Written exercise: Locate each line in the items below that contains the word "woman" and copy it. Case counts, so count only matches with identical capitalization.

Supplied information:

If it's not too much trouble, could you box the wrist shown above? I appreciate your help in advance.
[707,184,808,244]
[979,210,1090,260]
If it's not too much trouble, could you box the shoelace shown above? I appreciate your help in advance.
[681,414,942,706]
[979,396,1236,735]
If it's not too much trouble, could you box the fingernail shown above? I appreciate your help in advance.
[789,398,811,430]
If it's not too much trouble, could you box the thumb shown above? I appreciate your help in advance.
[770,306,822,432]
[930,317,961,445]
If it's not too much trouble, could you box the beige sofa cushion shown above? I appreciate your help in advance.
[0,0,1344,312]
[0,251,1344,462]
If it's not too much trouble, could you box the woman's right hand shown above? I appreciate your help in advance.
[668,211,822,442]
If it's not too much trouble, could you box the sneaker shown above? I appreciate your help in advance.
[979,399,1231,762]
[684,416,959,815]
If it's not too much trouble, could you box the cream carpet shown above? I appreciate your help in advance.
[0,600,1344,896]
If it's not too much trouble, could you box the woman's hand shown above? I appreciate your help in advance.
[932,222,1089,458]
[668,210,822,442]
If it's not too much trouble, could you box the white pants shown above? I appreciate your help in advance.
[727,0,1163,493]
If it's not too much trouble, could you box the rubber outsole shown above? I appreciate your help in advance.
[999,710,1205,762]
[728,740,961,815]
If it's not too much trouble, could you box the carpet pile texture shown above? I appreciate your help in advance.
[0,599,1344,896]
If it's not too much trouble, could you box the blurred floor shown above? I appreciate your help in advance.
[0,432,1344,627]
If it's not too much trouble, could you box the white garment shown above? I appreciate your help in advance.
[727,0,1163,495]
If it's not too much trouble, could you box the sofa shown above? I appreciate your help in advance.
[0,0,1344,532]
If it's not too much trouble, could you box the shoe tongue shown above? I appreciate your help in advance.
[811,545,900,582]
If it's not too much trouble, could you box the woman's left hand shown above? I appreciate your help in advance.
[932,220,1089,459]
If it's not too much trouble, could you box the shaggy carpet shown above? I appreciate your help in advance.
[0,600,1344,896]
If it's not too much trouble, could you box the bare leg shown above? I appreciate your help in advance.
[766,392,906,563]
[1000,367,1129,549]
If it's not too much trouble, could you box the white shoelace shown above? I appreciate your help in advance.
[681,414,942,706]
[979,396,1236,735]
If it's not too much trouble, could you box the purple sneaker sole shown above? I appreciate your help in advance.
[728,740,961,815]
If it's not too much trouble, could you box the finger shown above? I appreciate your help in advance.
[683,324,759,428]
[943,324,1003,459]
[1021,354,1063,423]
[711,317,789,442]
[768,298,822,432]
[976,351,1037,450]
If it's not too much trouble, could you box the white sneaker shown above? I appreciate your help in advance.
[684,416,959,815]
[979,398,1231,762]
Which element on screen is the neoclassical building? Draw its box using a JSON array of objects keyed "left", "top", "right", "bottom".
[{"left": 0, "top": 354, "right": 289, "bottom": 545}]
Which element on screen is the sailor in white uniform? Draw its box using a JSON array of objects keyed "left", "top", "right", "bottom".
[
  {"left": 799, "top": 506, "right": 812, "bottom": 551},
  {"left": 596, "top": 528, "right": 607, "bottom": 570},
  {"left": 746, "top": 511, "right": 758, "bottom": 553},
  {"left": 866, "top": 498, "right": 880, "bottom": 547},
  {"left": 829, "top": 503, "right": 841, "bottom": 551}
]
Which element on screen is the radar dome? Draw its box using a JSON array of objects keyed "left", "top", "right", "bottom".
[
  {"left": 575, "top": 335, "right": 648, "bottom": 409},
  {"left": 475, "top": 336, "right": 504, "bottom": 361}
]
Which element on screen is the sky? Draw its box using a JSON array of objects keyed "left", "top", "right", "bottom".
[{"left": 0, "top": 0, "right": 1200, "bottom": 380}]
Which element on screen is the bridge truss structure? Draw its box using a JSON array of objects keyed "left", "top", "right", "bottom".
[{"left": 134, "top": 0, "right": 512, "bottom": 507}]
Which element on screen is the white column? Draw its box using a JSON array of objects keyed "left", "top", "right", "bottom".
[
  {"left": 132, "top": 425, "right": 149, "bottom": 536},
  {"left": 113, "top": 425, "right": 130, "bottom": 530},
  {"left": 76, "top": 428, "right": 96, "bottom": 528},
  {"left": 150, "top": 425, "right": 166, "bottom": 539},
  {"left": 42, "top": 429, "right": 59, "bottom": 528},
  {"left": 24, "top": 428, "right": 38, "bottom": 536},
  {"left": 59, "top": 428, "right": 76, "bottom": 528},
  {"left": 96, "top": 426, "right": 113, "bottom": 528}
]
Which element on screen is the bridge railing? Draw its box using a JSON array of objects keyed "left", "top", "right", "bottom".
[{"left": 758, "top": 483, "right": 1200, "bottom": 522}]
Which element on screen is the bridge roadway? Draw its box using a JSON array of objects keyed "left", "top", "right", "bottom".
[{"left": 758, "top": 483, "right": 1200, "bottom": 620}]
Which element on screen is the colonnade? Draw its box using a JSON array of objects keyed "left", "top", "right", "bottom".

Task answer:
If it's not too much trouble, could you box the woman's right hand shown above? I appreciate your help in advance.
If it's not too much trouble, could you box the woman's hand shown above? I appreciate your help in advance.
If it's not too much trouble, could you box the woman's left hand shown above? I appreciate your help in advance.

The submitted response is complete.